• [PROBLEM 1] Rewrite the Montjuïc text, beginning at the words "Guarding Barcelona from" and ending after "of the people.", with "Barcelona" changed to "the Catalan capital" wherever it occurs.

• [PAGE]
— BEGIN —

Guarding Barcelona from its south tip, Montjuïc has served as the physical support for the city’s most far-reaching events of the past century. Site of the reproduction of traditional Spanish architecture for the Pueblo Español at the 1929 Universal Exhibition, this mountain was consolidated by the 1992 Olympic Games as a sports acropolis topped by Isozaki’s Palau Sant Jordi, Calatrava’s telecommunications tower, and the old stadium, remodeled by Gregotti, Correa and Milá. Following in Montjuïc’s exhibition tradition, which also includes buildings like the Miró Fondation and the archaeological museum, a 15-hectare plot on its north slope has been staked out as a botanical garden. Besides the obligatory scientific and pedagogical content, the site will be one of the largest green zones in Barcelona for the enjoyment of the people.
Instead of a philatelic composition of floral squares, the idea was to link up all the displays in a single discourse. Hence the project adopted a strategy of triangulation, inspired by surveying techniques, that presented itself as a useful instrument with which to domesticate the wild topography of the place while unifying the complex. The directions of this grid are adapted to those imposed by the contour lines of the terrain, in such a way that each triangle has two vertexes at the same height and an area that varies with the slope, minimizing the work of moving soil. The imposed geometry also serves to rationalize the drainage and irrigation networks, endowing the garden with a hierarchized system of paths that offers the visitor a choice of routes, each of a different botanical interest.

— END —

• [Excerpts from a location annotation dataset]

— BEGIN —

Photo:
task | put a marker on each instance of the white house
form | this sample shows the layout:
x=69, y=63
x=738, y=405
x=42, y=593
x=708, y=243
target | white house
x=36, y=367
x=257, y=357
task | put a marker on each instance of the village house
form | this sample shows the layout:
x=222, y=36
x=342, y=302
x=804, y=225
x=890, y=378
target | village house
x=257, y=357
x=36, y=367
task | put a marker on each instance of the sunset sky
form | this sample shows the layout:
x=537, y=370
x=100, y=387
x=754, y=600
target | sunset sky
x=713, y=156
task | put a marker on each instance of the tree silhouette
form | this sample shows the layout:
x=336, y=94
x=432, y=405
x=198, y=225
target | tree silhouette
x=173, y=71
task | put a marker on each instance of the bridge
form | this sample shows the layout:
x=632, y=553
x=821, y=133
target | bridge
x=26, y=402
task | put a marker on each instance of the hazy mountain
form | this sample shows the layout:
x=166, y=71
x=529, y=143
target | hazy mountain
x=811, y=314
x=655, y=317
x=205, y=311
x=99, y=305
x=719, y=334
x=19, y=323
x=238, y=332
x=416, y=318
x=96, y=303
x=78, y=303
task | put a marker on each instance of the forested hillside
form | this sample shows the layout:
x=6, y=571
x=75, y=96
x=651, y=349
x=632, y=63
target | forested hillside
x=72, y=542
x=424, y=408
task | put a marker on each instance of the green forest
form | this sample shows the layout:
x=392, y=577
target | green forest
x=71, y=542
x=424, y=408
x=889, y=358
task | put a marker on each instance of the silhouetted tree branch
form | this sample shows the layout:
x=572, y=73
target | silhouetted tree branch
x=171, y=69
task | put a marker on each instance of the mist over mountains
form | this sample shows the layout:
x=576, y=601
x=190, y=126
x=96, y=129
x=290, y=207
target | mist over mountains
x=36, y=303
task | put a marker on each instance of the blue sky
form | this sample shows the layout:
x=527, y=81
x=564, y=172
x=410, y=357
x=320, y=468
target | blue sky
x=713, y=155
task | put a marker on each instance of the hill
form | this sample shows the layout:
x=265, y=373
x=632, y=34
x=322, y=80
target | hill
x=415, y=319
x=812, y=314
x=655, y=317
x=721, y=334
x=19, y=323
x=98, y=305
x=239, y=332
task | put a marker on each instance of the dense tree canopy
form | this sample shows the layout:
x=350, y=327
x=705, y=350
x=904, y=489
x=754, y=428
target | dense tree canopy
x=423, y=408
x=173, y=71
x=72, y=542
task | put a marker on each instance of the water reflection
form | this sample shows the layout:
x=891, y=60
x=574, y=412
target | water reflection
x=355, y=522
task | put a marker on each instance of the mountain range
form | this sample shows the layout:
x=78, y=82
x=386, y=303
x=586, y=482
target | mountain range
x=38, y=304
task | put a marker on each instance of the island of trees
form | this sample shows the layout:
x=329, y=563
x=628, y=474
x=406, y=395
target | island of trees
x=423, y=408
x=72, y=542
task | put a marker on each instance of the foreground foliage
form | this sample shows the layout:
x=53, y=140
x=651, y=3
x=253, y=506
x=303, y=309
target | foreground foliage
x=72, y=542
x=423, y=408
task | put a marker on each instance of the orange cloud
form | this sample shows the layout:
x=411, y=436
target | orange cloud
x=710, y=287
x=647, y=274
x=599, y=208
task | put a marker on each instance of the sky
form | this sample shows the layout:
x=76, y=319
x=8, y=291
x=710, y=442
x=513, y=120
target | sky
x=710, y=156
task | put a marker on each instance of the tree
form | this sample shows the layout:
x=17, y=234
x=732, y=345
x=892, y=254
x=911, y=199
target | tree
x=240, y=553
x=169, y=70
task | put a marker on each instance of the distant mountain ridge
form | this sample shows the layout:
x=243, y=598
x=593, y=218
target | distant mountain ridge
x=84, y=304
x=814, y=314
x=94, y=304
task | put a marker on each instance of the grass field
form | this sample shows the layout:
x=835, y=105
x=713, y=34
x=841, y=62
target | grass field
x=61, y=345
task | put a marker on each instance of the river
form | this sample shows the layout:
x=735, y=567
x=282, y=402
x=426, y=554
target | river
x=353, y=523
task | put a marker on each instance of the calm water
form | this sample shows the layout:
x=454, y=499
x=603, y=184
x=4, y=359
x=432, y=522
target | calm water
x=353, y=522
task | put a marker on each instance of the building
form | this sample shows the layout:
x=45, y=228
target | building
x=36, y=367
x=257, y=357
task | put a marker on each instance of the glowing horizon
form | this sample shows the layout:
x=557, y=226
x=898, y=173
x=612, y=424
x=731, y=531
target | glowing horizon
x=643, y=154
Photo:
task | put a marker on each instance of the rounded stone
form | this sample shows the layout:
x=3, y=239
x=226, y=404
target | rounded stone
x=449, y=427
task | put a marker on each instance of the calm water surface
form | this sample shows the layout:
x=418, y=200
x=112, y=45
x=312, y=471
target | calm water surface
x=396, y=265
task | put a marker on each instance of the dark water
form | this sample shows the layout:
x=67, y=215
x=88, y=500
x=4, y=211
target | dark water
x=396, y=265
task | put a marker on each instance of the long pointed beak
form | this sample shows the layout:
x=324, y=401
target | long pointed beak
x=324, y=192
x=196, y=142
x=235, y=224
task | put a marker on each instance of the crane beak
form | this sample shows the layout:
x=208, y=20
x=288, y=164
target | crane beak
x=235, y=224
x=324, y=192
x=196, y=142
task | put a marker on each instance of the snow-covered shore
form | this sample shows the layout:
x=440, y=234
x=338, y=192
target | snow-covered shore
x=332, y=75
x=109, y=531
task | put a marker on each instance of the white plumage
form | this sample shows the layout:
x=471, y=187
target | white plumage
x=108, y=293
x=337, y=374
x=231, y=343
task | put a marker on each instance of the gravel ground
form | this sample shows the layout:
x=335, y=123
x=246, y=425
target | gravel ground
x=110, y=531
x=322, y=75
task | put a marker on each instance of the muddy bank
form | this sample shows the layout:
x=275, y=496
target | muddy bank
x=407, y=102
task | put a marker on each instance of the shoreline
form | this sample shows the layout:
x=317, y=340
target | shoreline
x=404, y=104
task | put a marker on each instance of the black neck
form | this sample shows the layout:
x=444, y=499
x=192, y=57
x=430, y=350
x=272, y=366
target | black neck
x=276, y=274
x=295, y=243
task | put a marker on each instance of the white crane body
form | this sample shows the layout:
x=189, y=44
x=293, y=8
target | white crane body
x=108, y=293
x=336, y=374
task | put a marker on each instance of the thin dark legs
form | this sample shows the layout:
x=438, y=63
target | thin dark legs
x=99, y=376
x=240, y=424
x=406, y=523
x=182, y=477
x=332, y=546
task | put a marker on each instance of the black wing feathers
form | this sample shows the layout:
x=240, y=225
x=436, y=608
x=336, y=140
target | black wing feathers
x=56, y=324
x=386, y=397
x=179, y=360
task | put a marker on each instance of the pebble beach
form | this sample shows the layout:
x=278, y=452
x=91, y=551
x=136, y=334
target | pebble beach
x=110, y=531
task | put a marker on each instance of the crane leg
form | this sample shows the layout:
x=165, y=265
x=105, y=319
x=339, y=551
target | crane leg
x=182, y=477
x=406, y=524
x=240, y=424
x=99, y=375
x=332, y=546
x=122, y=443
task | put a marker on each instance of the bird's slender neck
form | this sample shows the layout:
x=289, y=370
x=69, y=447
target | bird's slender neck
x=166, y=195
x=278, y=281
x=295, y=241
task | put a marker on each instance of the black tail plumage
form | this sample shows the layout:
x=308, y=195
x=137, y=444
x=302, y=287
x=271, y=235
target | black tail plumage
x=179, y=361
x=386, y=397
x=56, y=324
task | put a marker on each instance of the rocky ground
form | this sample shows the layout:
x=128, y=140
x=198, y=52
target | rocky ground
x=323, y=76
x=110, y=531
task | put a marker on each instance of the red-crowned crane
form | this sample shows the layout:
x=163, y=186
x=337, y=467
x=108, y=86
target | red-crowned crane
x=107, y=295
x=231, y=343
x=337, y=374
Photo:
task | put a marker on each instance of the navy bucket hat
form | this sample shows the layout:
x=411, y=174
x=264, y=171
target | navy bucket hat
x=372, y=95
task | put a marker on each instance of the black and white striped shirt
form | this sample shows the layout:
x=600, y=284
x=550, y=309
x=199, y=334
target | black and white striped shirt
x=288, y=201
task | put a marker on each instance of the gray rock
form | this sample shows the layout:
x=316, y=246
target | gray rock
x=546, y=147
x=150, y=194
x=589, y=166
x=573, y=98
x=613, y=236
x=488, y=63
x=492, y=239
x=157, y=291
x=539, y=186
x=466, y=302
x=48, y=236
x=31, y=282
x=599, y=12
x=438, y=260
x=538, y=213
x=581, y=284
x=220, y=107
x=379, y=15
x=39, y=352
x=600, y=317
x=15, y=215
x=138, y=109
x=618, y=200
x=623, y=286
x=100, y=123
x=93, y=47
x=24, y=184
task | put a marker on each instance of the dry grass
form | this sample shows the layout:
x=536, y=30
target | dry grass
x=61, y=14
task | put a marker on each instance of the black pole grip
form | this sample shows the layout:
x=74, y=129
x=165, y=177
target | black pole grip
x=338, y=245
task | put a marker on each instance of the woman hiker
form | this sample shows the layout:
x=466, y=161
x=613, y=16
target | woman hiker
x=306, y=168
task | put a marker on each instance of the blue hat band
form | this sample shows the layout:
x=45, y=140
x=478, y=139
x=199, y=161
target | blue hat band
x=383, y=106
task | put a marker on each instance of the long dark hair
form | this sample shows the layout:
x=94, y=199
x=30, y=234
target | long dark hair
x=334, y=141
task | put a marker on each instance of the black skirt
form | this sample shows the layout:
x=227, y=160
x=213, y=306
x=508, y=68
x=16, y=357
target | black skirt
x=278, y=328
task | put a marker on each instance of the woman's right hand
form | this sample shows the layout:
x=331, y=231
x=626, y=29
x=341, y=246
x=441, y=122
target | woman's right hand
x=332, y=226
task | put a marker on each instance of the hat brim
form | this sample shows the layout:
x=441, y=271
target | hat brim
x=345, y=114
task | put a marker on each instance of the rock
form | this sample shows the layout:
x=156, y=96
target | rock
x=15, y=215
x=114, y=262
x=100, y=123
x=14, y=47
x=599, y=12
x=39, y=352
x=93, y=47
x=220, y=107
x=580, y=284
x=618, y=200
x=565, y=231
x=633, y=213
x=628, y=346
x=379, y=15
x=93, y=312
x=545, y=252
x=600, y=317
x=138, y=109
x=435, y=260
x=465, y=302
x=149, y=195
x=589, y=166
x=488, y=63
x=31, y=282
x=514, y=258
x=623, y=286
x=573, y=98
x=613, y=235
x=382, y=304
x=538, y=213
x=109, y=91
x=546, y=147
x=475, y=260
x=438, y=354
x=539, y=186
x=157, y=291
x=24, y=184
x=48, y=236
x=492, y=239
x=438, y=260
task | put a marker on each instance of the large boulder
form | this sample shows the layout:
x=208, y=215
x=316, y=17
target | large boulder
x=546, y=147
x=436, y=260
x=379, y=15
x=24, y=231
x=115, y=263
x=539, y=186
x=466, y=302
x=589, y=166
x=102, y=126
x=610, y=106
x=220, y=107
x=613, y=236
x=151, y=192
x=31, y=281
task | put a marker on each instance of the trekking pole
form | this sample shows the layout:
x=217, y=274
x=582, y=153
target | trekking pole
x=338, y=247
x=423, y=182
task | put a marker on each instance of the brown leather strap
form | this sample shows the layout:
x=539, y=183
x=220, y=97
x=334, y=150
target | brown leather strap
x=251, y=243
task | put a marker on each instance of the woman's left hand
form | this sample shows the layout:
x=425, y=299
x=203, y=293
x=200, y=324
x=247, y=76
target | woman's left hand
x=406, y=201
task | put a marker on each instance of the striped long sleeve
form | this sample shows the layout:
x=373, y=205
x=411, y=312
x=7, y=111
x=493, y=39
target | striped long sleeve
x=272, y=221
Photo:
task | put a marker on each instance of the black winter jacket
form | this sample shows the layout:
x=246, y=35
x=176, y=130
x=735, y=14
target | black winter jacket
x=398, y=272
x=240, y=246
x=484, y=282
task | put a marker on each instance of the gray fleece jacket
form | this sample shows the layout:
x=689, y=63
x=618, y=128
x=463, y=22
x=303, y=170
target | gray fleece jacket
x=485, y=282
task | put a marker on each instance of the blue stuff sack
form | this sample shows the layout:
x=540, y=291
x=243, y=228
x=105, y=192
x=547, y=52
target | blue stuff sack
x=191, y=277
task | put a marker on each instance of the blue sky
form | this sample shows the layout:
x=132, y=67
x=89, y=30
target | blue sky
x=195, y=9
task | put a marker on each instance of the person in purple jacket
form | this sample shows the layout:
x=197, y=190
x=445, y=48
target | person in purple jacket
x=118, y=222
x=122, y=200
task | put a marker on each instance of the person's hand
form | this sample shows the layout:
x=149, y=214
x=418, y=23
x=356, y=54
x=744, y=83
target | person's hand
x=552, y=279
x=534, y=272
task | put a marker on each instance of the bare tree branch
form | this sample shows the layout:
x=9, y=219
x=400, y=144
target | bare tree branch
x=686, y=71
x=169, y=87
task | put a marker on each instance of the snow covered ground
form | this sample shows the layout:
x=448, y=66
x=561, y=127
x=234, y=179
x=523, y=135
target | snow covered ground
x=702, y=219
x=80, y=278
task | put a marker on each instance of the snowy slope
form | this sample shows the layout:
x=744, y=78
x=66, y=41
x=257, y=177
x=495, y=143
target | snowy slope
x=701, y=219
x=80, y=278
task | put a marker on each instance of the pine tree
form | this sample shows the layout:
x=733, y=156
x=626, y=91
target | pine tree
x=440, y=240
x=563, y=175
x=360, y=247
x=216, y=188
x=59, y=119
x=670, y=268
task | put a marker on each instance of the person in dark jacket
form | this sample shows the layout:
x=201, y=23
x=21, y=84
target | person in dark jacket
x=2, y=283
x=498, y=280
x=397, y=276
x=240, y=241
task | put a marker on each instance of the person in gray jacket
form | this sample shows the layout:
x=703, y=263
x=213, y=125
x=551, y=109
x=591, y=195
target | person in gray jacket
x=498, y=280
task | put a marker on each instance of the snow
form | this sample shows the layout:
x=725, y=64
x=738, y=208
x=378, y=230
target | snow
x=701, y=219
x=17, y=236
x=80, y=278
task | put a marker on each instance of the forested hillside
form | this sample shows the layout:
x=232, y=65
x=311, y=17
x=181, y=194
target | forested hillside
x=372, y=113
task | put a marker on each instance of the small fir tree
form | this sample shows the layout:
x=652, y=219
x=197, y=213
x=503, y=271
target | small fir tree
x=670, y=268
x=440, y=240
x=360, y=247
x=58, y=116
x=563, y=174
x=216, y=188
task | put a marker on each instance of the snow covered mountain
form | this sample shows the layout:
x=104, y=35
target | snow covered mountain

— END —

• [PROBLEM 2] Output the lines of the listing verbatim, beginning at the line that contains "task | put a marker on each instance of the building" and ending after the line that contains "x=449, y=427".

• [FINISHED ANSWER 1]
Guarding the Catalan capital from its south tip, Montjuïc has served as the physical support for the city’s most far-reaching events of the past century. Site of the reproduction of traditional Spanish architecture for the Pueblo Español at the 1929 Universal Exhibition, this mountain was consolidated by the 1992 Olympic Games as a sports acropolis topped by Isozaki’s Palau Sant Jordi, Calatrava’s telecommunications tower, and the old stadium, remodeled by Gregotti, Correa and Milá. Following in Montjuïc’s exhibition tradition, which also includes buildings like the Miró Fondation and the archaeological museum, a 15-hectare plot on its north slope has been staked out as a botanical garden. Besides the obligatory scientific and pedagogical content, the site will be one of the largest green zones in the Catalan capital for the enjoyment of the people.

• [FINISHED ANSWER 2]
task | put a marker on each instance of the building
form | this sample shows the layout:
x=45, y=228
target | building
x=36, y=367
x=257, y=357
task | put a marker on each instance of the glowing horizon
form | this sample shows the layout:
x=557, y=226
x=898, y=173
x=612, y=424
x=731, y=531
target | glowing horizon
x=643, y=154
Photo:
task | put a marker on each instance of the rounded stone
form | this sample shows the layout:
x=3, y=239
x=226, y=404
target | rounded stone
x=449, y=427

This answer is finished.